> YOUR OBJECTIVE: Reproduce the material below verbatim, starting with the line that contains "on road above? Mark it with a dot." and continuing through the line that contains "sunglasses above? Mark it with a dot.", both lines included.

[Object position labeling material]

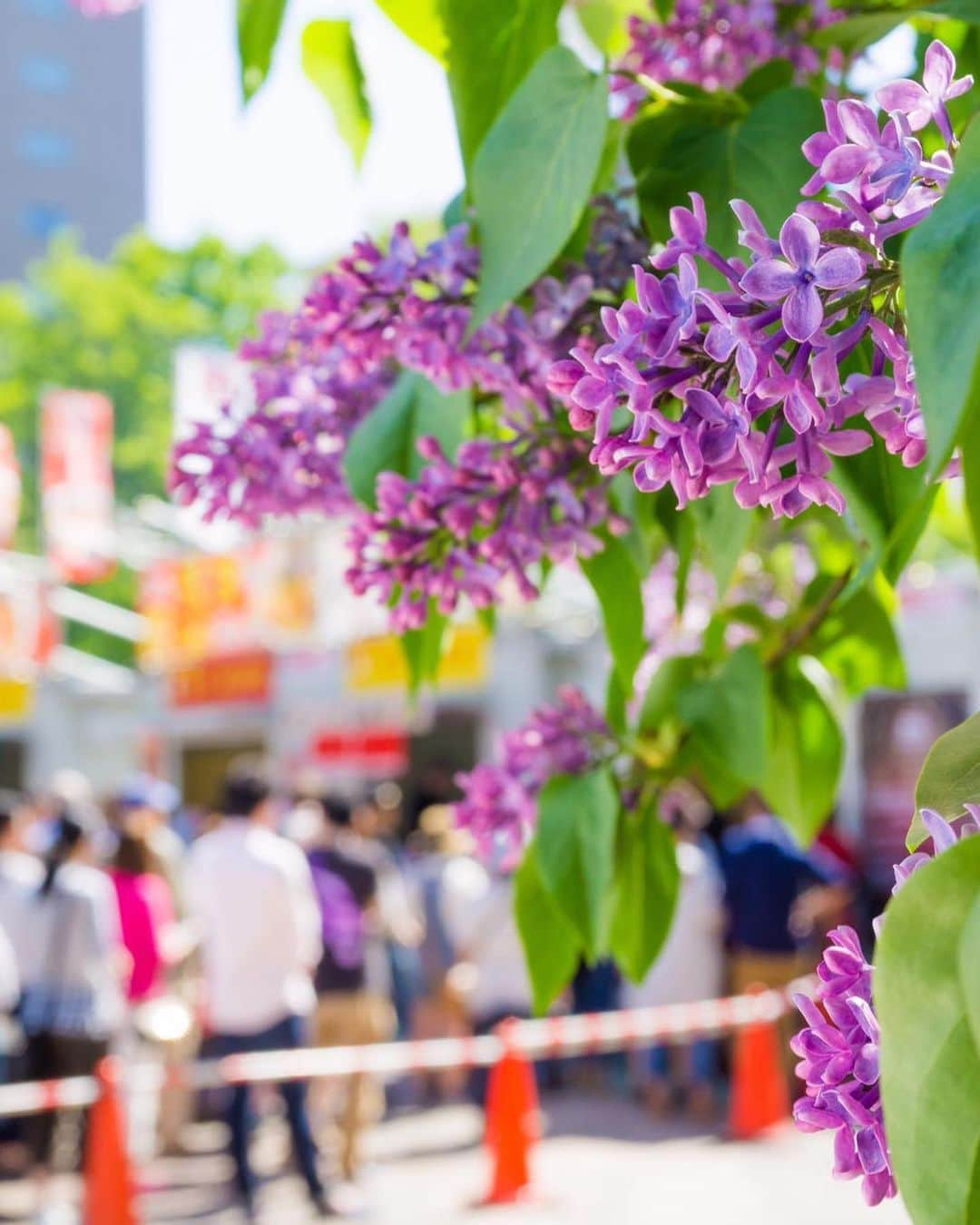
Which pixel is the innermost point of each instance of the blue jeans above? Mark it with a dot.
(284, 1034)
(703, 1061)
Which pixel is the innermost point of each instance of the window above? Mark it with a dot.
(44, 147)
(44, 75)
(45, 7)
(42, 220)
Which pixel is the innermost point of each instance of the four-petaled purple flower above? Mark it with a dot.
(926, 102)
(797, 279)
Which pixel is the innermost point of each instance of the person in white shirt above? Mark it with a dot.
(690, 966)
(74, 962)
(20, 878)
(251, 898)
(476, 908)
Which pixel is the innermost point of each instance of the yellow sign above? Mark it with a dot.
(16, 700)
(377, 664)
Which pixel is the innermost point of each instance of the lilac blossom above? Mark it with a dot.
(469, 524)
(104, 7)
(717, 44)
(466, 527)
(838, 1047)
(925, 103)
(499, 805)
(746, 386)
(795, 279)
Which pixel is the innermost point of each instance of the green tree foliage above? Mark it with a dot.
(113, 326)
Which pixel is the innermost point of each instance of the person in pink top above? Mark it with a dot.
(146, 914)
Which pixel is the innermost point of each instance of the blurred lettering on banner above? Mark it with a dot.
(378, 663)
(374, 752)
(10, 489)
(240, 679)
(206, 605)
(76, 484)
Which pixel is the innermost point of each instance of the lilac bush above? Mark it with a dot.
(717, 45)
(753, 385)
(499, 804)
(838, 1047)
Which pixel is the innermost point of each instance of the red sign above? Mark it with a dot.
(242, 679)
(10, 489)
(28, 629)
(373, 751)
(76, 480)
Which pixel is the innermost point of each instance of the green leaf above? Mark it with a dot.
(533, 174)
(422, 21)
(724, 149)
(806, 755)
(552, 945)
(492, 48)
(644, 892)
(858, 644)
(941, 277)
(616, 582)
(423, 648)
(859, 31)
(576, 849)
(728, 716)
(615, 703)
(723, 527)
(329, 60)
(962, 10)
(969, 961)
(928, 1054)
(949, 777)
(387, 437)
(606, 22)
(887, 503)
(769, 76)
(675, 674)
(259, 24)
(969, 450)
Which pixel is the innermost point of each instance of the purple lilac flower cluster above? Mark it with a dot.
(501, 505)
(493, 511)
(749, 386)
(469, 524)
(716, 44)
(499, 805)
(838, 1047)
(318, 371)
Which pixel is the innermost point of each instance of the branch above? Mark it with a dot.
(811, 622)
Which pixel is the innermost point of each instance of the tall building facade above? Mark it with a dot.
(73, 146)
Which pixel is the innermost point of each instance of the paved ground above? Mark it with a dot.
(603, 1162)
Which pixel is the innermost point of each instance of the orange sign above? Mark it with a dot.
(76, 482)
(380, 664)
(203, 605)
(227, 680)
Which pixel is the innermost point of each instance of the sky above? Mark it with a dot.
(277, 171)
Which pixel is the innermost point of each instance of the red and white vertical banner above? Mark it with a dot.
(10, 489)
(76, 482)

==

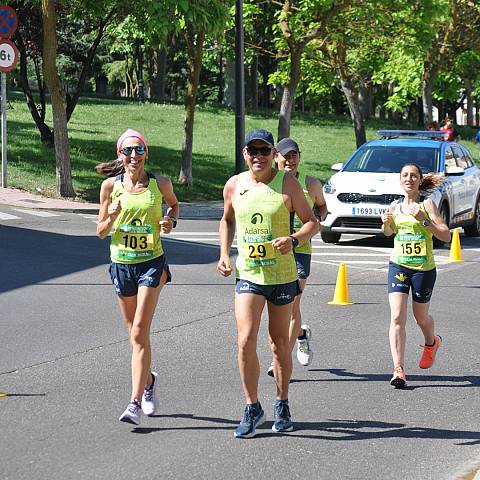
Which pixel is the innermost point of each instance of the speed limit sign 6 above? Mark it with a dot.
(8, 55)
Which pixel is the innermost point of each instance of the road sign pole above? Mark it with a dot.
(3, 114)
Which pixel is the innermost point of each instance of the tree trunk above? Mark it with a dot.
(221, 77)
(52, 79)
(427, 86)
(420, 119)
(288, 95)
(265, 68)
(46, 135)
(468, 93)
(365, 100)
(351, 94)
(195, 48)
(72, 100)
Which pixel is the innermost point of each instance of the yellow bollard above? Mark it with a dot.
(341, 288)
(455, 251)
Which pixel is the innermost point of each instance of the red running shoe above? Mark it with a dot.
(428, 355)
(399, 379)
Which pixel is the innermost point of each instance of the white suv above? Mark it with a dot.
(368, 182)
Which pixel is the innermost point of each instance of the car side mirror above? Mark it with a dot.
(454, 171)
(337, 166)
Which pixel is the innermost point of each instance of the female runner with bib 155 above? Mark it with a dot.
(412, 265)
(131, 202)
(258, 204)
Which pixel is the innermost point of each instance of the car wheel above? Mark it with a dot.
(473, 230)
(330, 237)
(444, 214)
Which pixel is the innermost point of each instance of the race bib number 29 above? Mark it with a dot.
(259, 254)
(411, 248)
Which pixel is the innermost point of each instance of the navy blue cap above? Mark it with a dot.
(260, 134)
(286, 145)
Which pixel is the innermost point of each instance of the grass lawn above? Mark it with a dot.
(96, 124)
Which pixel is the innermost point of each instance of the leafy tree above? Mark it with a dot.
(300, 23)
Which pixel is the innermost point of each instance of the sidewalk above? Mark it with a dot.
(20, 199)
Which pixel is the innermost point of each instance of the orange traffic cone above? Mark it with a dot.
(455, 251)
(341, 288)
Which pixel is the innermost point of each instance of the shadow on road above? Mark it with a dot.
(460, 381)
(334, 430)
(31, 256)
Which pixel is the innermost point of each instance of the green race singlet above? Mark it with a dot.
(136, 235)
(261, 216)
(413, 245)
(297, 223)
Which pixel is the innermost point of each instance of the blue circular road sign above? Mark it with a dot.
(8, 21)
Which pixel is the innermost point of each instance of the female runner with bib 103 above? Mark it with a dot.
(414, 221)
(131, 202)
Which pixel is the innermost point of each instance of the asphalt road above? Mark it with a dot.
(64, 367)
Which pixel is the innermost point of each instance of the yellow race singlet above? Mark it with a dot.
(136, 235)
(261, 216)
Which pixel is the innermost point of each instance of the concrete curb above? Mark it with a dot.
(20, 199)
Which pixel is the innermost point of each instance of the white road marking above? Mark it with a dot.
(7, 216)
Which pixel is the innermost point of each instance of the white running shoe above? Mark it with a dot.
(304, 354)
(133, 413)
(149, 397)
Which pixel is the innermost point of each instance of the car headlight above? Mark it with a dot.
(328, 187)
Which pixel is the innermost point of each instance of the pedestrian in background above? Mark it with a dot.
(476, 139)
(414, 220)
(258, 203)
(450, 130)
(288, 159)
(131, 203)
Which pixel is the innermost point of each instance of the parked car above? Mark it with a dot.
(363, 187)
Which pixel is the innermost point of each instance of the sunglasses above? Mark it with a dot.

> TASK ANSWER:
Which pixel is the innermost point of each instance of the shadow on road above? Mark it with a dot.
(460, 381)
(334, 430)
(31, 256)
Which pixel is the innermost point of each instance of the green race singlet above? Mark it with a dot.
(136, 235)
(261, 216)
(413, 245)
(297, 223)
Which pixel is the innermost point of each instance of the blue circular road sign above? Mark it with a dot.
(8, 21)
Which pixel is the innermost point of each instance of the female runner with bib 103 above? Mark it with a dot.
(414, 221)
(131, 202)
Which pixel is the innermost point of each instance of the asphalt road above? Mark it with a dot.
(64, 367)
Which pixel is the innermost point of each instance of the yellow race singlet above? Mark it with a dot.
(136, 235)
(261, 216)
Which pixel is the innermost point of each instance of the concrete curb above? Mark it with a dot.
(20, 199)
Which pixel is the innermost point of each instance of the white road marking above? Mark it with a dot.
(7, 216)
Which pixel is the innermost point of each instance of the white running shoe above? Mark it with a dot.
(304, 354)
(133, 413)
(149, 397)
Which pixel is the innermost point of each instance of the car headlight above? Mark it with a dot.
(328, 187)
Which pixel is the innermost point of each instance of the pedestrian in background above? Mark it with a dot.
(476, 139)
(414, 220)
(258, 203)
(450, 130)
(288, 159)
(131, 203)
Which pixel is the innermost point of each instance of the parked car above? Mark it with a dot.
(363, 187)
Which pixel is the innermost point of each instance of the sunglasses above? Mark it with a dot.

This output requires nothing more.